** BEGIN Material **

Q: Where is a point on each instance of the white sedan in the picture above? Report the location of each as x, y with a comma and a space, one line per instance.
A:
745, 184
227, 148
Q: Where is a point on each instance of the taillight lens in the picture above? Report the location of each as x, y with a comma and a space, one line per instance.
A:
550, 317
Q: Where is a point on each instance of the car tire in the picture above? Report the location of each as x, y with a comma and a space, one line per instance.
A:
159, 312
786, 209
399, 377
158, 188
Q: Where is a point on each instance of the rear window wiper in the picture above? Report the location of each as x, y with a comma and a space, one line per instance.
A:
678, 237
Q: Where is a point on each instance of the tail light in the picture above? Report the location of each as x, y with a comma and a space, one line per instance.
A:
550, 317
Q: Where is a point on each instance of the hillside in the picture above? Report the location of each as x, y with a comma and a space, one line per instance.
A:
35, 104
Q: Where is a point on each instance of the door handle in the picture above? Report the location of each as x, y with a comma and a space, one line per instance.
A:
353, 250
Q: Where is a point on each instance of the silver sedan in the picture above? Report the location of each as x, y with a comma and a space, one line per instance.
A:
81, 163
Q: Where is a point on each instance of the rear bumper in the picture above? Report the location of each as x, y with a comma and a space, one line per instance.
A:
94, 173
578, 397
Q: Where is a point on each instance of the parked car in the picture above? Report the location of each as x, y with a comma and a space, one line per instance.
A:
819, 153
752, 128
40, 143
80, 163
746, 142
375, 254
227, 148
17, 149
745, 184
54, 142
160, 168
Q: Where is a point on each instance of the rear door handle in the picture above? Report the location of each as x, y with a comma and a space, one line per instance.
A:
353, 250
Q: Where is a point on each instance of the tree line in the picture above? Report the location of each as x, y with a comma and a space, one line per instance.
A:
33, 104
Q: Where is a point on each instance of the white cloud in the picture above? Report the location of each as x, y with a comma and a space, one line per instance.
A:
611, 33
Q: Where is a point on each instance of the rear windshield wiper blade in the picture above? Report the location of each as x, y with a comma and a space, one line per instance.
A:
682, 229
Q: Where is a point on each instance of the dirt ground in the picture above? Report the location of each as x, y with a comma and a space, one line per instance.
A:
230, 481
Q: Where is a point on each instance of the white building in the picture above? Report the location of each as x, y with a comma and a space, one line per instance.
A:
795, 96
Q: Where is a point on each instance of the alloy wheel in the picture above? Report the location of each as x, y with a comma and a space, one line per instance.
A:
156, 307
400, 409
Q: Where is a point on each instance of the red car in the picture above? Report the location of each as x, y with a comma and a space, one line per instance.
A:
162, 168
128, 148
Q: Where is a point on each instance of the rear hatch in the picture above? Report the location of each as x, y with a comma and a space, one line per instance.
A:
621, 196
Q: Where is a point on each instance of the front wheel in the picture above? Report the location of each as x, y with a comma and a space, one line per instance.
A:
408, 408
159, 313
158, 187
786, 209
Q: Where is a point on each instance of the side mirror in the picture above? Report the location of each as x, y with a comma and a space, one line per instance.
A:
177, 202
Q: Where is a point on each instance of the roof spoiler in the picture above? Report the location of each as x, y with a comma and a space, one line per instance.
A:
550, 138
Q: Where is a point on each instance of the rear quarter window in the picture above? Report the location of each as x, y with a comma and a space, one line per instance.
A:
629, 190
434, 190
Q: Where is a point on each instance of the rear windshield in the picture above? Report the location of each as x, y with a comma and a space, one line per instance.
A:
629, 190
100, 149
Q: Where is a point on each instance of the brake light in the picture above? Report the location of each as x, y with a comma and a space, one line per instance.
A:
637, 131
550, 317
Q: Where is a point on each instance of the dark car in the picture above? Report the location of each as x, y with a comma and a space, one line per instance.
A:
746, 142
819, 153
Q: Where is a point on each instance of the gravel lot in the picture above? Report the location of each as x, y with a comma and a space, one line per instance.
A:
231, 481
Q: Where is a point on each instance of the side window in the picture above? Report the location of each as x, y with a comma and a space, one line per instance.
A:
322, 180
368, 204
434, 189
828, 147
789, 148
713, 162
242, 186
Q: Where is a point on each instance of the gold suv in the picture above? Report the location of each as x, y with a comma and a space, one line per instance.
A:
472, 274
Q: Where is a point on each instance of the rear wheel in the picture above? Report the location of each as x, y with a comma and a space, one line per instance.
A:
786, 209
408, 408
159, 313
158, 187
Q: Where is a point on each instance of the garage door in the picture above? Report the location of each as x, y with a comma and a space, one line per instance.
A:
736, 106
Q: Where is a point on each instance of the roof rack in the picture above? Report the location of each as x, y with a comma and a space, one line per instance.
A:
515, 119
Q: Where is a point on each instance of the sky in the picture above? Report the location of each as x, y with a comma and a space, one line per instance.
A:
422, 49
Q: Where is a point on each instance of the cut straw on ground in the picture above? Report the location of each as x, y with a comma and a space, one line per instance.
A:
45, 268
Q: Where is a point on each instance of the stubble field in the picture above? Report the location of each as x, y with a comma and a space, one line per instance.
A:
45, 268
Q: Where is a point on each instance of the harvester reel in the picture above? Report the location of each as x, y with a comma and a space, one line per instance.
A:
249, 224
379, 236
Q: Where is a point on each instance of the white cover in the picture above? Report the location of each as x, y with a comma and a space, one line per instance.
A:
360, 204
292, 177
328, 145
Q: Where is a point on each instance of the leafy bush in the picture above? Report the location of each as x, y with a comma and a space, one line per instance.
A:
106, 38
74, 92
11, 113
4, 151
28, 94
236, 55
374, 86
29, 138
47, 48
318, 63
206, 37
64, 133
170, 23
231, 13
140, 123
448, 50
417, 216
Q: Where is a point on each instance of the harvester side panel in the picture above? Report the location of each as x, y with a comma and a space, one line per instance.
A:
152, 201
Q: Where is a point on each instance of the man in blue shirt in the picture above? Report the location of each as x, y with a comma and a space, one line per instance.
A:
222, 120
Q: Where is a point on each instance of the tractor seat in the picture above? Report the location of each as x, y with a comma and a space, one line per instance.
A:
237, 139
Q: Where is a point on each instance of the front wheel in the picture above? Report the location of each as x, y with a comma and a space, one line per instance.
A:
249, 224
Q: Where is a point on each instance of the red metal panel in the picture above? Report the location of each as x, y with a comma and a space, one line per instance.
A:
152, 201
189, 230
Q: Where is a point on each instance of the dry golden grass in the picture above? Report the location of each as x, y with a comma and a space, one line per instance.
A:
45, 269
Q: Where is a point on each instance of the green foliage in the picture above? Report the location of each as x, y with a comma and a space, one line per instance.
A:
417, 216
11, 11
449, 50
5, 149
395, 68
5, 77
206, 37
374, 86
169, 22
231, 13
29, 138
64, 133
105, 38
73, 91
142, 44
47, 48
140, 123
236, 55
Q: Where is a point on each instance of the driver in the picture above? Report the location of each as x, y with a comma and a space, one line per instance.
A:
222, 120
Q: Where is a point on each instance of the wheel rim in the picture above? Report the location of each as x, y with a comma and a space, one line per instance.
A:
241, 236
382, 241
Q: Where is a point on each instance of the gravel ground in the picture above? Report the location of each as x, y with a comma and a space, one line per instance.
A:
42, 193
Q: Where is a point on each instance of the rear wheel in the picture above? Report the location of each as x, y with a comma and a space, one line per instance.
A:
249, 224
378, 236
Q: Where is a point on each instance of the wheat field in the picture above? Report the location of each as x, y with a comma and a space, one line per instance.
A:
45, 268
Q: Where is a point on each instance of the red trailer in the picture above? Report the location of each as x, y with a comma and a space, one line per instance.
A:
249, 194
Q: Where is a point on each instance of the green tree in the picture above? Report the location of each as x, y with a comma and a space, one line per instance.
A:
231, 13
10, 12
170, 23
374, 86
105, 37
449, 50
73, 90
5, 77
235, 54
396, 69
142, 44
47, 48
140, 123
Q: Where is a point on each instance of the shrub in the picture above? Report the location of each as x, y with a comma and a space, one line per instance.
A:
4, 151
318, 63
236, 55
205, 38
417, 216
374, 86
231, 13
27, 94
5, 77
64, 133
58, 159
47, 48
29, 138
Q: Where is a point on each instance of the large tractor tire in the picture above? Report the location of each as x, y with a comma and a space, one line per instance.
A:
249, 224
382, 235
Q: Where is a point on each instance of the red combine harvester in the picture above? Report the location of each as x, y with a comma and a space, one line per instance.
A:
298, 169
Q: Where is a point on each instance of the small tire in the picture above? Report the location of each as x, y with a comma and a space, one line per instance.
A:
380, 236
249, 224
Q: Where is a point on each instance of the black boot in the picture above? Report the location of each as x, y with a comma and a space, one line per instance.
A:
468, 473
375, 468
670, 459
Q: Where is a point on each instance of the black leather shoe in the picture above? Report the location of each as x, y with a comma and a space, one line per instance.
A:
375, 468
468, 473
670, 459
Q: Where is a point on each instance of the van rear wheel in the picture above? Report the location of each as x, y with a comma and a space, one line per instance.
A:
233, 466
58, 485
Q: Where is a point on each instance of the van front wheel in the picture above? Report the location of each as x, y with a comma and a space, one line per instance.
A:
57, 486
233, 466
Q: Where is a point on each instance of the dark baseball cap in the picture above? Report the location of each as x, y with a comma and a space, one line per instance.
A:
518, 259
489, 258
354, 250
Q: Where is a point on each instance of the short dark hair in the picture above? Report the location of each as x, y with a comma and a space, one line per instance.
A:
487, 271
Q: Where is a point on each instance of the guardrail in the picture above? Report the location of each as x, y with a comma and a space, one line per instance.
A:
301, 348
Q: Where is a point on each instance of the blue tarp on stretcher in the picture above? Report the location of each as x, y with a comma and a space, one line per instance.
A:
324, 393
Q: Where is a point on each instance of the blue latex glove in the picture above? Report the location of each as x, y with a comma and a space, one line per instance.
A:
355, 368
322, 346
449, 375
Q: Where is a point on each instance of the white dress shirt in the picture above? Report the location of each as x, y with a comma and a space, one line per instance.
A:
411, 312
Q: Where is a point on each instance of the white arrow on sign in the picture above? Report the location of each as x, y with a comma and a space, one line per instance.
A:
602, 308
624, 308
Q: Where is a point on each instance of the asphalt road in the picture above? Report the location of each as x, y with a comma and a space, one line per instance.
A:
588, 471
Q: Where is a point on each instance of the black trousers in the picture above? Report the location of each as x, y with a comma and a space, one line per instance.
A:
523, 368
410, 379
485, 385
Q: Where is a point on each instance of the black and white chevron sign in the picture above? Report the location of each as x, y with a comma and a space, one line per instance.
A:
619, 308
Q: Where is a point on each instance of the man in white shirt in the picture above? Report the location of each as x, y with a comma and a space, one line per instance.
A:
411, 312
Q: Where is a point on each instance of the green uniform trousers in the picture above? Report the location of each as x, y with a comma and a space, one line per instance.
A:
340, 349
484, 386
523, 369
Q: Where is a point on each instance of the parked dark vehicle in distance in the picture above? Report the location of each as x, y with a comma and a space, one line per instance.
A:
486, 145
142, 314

** END Material **

◆ **Goal**
Copy out, word for word, the lines of the listing above, from the line holding "the parked dark" through the end of the listing, both included.

◆ **Task answer**
Q: Where is a point on each instance of the parked dark vehicle in distance in the picture above? Report the location of each as x, y with a comma and a space, one line per instance.
A:
486, 145
142, 314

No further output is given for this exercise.